* Instruction 1:
According to the debate passage, which act do the miscellaneous amendments in Section 20 amend?

It is generally believed that the Irish occupational benefits schemes are compliant with new legislation. However, in the event where a rule of a scheme is rendered unlawful in its stance on equality, it will therefore be nullified and the more favourable treatment backdated from the date the rule is amended, which is 1990 in respect of employees on the gender ground; 1976 in the case of access to a scheme; 1993 being the date of the pension directive in respect of the self-employed on the gender ground; July 2003 being the date of the race directive in respect of the race ground; and December 2003 being the date of the employment directive for all other grounds. In regard to cases of discrimination arising in the area of occupational benefit schemes, the Office of the Director of Equality Investigations will act in a similar fashion, as it does for cases of discrimination in the employment sector.

Section 20 provides for miscellaneous amendments to the Pensions Act 1990. Some of these amendments are consequential on the revisions to Part VII and others are technical in nature designed to remove anomalies and correct a drafting error from the 2003 Social Welfare (Miscellaneous Provisions) Act.

This Bill contains new provisions that will benefit the aforementioned social welfare groups and also provides new regulations in regard to employers, and a progressive approach to occupational benefit schemes in the areas of discrimination and equality. I compliment the Minister on the Bill and I welcome it.

I wish to share my time with Deputies McHugh and Sargent.

I wish to comment on the proposals mooted by the Minister for Social and Family Affairs to restrict social welfare entitlements to migrant workers from accession states in a copycat act of the current British proposals. I thought that by now we would have learned to stop copying Britain in these foolish areas. These proposals are based on the misguided notion of what are referred to as welfare tourists and the right-wing, ideologically driven notion——

The Deputy should not go too far from his party's perspective on this matter.

* Data lines:
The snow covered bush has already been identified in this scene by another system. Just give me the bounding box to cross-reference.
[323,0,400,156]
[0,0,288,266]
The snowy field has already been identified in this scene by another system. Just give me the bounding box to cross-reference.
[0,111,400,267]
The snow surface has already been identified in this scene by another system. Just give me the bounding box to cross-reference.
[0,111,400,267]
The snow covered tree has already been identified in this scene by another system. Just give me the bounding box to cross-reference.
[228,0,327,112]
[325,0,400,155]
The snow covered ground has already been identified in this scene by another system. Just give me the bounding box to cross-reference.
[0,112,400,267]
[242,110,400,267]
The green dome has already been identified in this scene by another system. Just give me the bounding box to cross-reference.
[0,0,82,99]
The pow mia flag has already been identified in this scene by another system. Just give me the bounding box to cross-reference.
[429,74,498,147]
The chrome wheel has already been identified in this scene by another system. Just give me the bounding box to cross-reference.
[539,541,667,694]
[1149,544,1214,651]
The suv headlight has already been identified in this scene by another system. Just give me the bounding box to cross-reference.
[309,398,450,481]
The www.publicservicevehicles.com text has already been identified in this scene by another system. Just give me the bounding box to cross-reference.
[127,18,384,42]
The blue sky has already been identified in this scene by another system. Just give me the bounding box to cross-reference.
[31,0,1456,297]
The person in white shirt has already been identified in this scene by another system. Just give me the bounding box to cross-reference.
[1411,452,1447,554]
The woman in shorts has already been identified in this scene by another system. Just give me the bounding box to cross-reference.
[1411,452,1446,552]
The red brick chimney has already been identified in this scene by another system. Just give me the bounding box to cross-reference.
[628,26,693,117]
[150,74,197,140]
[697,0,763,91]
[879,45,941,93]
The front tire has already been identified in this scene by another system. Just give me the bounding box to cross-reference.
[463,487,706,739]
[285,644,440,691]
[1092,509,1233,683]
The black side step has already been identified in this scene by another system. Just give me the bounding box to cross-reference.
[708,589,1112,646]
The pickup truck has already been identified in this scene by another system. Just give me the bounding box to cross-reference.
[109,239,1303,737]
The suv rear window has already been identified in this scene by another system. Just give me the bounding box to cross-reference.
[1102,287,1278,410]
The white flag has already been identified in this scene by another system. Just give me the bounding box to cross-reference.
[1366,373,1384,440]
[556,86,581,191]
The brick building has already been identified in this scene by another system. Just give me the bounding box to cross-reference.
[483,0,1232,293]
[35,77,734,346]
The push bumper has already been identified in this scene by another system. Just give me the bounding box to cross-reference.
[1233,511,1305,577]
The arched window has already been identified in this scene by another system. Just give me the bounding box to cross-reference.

* Instruction 2:
In the records, take the part that opens with the line containing "The snow covered tree" and closes with the line containing "[309,398,450,481]", and switch "green dome" to "copper dome" there, leaving all else unchanged. Return only those lines.

* Complete output 1:
The Pensions Act 1990.

* Complete output 2:
The snow covered tree has already been identified in this scene by another system. Just give me the bounding box to cross-reference.
[228,0,327,112]
[325,0,400,155]
The snow covered ground has already been identified in this scene by another system. Just give me the bounding box to cross-reference.
[0,112,400,267]
[242,110,400,267]
The copper dome has already been identified in this scene by another system. Just give me the bounding box to cross-reference.
[0,0,82,99]
The pow mia flag has already been identified in this scene by another system. Just give me the bounding box to cross-reference.
[429,74,498,147]
The chrome wheel has already been identified in this scene by another system. Just give me the bounding box to cross-reference.
[539,541,667,694]
[1149,544,1214,651]
The suv headlight has already been identified in this scene by another system. Just give me the bounding box to cross-reference.
[309,398,450,481]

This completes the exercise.